[Set task] Reproduce each of the following items line for line, without changing a single character.
---------- Data to use ----------
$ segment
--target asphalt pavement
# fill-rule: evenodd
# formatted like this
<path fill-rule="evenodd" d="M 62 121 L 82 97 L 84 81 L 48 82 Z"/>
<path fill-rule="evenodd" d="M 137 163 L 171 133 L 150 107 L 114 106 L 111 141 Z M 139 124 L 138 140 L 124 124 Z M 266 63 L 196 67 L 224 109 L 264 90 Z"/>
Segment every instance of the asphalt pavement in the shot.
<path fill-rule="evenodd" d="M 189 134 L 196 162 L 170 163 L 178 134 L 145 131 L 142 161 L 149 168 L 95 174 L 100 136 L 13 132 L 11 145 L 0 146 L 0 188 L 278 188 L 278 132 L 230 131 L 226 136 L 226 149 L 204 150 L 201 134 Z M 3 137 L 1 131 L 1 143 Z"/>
----------
[Exercise answer]
$ segment
--target asphalt pavement
# fill-rule: evenodd
# formatted like this
<path fill-rule="evenodd" d="M 62 121 L 82 97 L 84 81 L 48 82 Z"/>
<path fill-rule="evenodd" d="M 137 163 L 171 133 L 150 107 L 114 106 L 111 141 Z M 139 124 L 138 140 L 124 124 Z M 266 63 L 196 67 L 224 109 L 264 90 Z"/>
Segment every instance of the asphalt pavement in the shot.
<path fill-rule="evenodd" d="M 189 134 L 196 162 L 170 163 L 178 134 L 145 131 L 142 161 L 149 168 L 95 174 L 100 136 L 13 132 L 11 145 L 0 146 L 0 188 L 278 188 L 278 132 L 230 131 L 226 136 L 226 149 L 204 150 L 201 134 Z M 3 137 L 1 131 L 1 143 Z"/>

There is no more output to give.